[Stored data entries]
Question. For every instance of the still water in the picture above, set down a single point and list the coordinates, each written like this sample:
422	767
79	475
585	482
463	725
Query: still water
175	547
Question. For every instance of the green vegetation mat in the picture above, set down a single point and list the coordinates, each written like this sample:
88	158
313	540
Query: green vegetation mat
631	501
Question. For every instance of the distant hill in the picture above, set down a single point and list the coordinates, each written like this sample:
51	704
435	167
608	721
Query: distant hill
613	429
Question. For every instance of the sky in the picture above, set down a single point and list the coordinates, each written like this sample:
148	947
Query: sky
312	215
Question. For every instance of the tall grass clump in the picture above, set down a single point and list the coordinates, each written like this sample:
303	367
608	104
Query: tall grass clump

- TASK BRIEF -
What lines above contain the word "instance"? Return each such line.

- YOUR RESPONSE -
Question. For every instance of the still water in the picture above, set down a single point and list the coordinates, each written like this sample:
Question. For every instance of the green vegetation mat in the picture above, set down a single point and list the coordinates, each written like this sample:
Question. For every instance of the distant hill in the picture above, set down a single point and list the coordinates, each written like this sample:
Question. For every instance of the sky in the picture above, set down a single point and list the coordinates, each written like this sample:
Question. For every instance of the tall grass clump in the picture above, set down a single point and list the coordinates, each written like this sample:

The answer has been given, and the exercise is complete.